Begin Text passage

And while the closeness of the single thread GB scores between the 2 machines (4800 vs 5080) would lead you to expect similar performance on record armed tracks in LPX (which are single threaded by design), the reality is very, very different. Moral of the story is the single threaded part of the GB test is fairly useless on predicting real time DAW performance on record armed tracks.


----------



## Symfoniq (Mar 8, 2018)

khollister said:


> ran GB on the iMac Pro. While the single thread score was a bit low (5083 instead of 5200 - I wasn't anal about shutting everything off first), the CPU speed was constant between 4.0 and 4.2 for the first half and then bounced between 3.6 and 4.0 for the 2nd part where it was loading all the cores more. The power was spiking up to the max TDP of 140W during that.
> 
> Clearly either Intel or Apple (or both) have programmed a very different power management profile on the laptops vs the desktop Xeon stuff. I certainly understand what I'm seeing in Logic now, but I still wonder if there is some way influence the down clocking of the mobile CPU.

End Text passage

=== Exercises to complete ===
a: Retype the stretch of the forum thread on Geekbench scores from "And while the" through "(Mar 8, 2018)".
b: In the forum thread on Geekbench scores, what level did the iMac Pro's power spike up to while the test was loading all the cores?

Begin Data lines

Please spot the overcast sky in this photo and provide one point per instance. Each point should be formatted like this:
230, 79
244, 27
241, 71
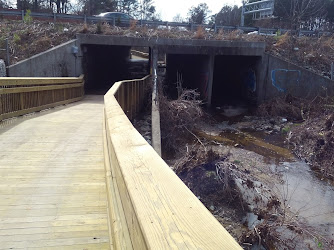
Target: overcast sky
170, 8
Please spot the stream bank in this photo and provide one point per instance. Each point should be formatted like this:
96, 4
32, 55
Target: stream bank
242, 169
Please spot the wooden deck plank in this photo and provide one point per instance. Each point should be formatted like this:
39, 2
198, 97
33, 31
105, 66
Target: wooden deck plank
52, 189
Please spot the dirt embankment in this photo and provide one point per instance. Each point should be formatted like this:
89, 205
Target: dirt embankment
311, 136
27, 39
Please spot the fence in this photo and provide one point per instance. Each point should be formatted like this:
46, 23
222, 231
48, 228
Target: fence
17, 14
6, 49
149, 206
19, 96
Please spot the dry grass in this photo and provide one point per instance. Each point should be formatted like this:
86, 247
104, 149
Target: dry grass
200, 33
314, 53
179, 117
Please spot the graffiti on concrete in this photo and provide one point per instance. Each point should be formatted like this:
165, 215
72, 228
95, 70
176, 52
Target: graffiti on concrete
283, 79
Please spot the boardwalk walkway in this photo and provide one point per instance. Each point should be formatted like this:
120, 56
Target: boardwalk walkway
52, 189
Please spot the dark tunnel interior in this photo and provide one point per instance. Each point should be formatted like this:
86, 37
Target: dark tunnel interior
234, 80
103, 65
192, 69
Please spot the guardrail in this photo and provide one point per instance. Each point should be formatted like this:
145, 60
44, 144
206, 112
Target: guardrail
17, 14
23, 95
149, 206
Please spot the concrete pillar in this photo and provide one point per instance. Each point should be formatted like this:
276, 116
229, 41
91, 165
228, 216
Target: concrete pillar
210, 78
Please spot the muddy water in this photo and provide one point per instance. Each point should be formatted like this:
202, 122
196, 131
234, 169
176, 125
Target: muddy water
308, 196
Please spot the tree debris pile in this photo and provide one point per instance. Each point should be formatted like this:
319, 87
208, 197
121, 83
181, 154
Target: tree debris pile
218, 193
178, 117
314, 142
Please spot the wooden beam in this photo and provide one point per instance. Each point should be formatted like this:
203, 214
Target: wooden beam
20, 81
38, 88
39, 108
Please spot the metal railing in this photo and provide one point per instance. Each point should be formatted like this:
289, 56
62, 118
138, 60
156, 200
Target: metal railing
190, 26
23, 95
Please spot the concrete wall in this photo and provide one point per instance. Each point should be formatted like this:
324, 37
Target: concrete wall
58, 61
279, 77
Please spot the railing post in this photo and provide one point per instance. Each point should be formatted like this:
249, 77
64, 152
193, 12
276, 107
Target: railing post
22, 101
7, 52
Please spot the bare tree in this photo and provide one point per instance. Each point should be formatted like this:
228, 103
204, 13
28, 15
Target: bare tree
297, 11
178, 18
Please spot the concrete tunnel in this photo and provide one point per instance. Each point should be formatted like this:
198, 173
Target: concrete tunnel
103, 65
232, 79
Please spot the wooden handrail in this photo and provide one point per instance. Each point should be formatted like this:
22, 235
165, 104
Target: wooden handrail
149, 206
22, 95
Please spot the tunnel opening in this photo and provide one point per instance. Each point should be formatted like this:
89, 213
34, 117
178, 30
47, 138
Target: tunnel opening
234, 80
192, 70
103, 65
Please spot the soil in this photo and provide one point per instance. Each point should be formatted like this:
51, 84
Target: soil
230, 165
313, 141
28, 39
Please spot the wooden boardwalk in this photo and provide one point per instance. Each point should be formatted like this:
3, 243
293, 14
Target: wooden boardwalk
52, 189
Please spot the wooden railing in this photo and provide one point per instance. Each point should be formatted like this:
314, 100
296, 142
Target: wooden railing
22, 95
149, 206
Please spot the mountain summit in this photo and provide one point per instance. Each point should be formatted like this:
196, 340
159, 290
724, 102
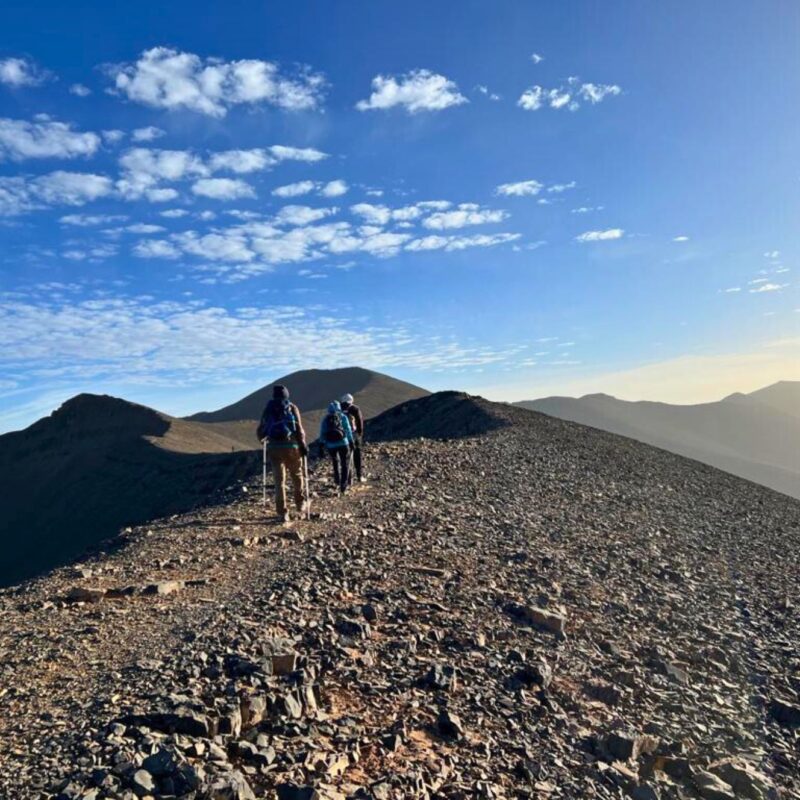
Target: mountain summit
515, 606
755, 435
313, 389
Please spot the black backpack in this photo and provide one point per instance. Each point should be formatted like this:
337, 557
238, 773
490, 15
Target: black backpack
334, 428
279, 423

End Data lines

=== Answers to the exercises ===
a:
And while the closeness of the single thread GB scores between the 2 machines (4800 vs 5080) would lead you to expect similar performance on record armed tracks in LPX (which are single threaded by design), the reality is very, very different. Moral of the story is the single threaded part of the GB test is fairly useless on predicting real time DAW performance on record armed tracks.


----------



## Symfoniq (Mar 8, 2018)

b: The max TDP of 140W